- Theatrical release poster
- Directed by: Prabhu Deva
- Story by: Rajkumar Hirani
- Dialogues by: Paruchuri Brothers;
- Based on: Lage Raho Munna Bhai
- Produced by: Akkineni Ravishankar Gemini Kiran
- Starring: Chiranjeevi Srikanth Karishma Kotak Dilip Prabhavalkar Sayaji Shinde
- Cinematography: Chota K. Naidu
- Edited by: Marthand K. Venkatesh
- Music by: Devi Sri Prasad
- Production company: Gemini Film Circuit
- Release date: 27 July 2007;
- Running time: 152 minutes
- Country: India
- Language: Telugu

= Shankar Dada Zindabad =

Shankar Dada Zindabad is a 2007 Indian Telugu-language action comedy film directed by Prabhu Deva, starring Chiranjeevi and Karishma Kotak. The film is a remake of the 2006 Hindi film Lage Raho Munnabhai and a sequel to Shankar Dada MBBS (2004). In addition, Dilip Prabhavalkar reprises his role as Mahatma Gandhi, while Srikanth and Sayaji Shinde play other supporting roles. The music is scored by Devi Sri Prasad and filmed by Chota K. Naidu.

+ + +

STUDY QUESTIONS
A. Using the Shankar Dada Zindabad text above, decide whether each statement agrees with it: (i) Prabhu Deva directed the film; (ii) the film is a remake of a 2004 Hindi film; (iii) the film runs 152 minutes. Answer yes or no for each and quote the words that settle it.
B. Turn the paragraph of the Shankar Dada Zindabad text above that begins "Shankar Dada Zindabad is a 2007" into a bulleted list that keeps its main facts.

+ + +

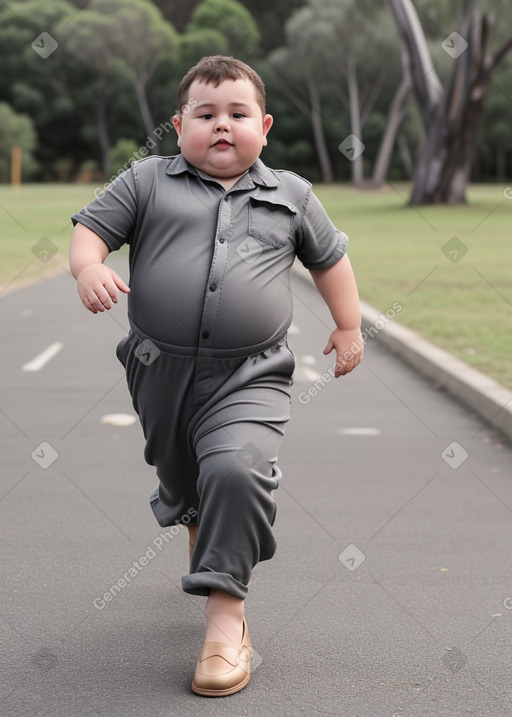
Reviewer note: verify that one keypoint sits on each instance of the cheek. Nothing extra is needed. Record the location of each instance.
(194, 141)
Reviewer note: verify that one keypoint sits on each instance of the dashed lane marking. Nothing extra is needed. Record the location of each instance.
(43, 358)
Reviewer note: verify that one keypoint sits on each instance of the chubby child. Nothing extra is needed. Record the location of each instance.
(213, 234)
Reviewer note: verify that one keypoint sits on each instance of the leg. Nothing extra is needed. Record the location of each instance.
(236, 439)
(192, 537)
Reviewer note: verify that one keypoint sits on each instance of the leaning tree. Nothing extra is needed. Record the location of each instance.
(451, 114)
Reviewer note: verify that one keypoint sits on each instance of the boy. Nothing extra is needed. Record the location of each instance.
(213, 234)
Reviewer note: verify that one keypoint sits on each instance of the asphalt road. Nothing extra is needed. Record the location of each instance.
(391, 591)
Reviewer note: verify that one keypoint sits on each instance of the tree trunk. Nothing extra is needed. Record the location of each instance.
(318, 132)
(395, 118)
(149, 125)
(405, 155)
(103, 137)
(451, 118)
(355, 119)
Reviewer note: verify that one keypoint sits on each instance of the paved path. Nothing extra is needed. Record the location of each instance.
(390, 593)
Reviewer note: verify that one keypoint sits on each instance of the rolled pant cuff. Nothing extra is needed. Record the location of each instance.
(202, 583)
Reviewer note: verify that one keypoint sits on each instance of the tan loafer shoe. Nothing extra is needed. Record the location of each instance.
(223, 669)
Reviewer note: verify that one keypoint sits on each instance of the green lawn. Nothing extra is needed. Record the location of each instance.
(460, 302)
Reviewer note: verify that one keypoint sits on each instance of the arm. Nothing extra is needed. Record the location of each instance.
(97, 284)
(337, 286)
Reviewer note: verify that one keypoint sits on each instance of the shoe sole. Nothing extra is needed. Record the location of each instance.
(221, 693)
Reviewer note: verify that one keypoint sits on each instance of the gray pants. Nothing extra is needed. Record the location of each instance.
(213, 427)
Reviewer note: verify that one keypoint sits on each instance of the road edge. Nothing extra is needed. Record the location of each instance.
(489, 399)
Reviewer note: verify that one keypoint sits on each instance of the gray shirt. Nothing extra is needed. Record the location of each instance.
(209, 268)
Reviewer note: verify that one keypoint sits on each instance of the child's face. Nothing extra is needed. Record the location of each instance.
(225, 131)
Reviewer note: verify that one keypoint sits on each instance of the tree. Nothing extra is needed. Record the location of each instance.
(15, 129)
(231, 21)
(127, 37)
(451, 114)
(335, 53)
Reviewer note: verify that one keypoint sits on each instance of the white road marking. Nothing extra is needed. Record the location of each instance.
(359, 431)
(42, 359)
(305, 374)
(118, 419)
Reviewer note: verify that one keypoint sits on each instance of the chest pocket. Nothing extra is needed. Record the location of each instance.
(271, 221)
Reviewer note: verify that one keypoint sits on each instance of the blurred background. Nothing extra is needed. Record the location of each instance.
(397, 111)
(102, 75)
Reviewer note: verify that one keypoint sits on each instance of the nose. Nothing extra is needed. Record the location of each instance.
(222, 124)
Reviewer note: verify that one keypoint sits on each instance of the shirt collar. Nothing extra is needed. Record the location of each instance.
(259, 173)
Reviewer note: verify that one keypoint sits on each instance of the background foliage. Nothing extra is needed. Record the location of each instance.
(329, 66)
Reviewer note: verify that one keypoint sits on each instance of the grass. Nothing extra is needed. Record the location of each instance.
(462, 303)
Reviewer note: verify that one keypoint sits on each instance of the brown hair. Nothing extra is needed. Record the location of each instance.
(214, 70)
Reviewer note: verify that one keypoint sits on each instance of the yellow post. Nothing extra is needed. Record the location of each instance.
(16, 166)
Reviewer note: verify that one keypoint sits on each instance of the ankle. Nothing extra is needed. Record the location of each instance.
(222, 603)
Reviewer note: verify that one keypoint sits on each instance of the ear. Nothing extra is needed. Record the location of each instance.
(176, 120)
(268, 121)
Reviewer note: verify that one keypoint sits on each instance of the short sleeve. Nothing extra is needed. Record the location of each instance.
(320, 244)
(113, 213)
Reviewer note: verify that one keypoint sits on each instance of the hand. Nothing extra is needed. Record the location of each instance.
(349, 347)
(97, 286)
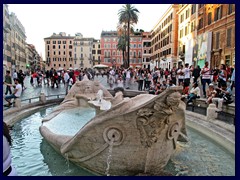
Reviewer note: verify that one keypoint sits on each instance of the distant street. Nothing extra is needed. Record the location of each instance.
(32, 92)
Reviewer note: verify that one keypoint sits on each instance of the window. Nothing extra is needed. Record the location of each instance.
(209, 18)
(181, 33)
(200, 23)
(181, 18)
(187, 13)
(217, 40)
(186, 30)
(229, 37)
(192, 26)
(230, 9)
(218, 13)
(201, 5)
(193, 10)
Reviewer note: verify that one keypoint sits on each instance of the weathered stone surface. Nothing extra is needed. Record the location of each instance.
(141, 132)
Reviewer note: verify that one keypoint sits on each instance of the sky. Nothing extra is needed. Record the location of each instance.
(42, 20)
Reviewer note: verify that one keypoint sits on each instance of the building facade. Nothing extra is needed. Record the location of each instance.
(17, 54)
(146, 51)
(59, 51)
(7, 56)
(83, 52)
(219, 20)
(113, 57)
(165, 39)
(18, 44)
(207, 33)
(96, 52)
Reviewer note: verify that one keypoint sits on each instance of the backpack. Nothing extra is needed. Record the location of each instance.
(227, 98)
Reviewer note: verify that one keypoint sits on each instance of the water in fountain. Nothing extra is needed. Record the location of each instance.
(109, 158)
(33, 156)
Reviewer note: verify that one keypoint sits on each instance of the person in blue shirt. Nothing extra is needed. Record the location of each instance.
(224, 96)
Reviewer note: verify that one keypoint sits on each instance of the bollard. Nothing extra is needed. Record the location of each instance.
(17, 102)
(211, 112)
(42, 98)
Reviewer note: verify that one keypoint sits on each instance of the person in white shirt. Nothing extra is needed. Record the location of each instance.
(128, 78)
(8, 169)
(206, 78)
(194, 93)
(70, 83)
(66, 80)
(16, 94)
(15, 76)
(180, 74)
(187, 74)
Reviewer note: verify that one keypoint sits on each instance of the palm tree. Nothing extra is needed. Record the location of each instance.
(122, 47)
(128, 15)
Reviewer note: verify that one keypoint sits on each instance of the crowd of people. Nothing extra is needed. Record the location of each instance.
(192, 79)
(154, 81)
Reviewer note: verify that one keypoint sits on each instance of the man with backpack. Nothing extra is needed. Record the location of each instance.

+ + +

SOLVED TASKS
A.
(i) Yes: "directed by Prabhu Deva"
(ii) No: "The film is a remake of the 2006 Hindi film Lage Raho Munnabhai"
(iii) Yes: "Running time: 152 minutes"

B.
- 2007 Indian Telugu-language action comedy film directed by Prabhu Deva
- Stars Chiranjeevi and Karishma Kotak
- Remake of the 2006 Hindi film Lage Raho Munnabhai
- Sequel to Shankar Dada MBBS (2004)
- Dilip Prabhavalkar reprises his role as Mahatma Gandhi
- Srikanth and Sayaji Shinde play other supporting roles
- Music by Devi Sri Prasad
- Filmed by Chota K. Naidu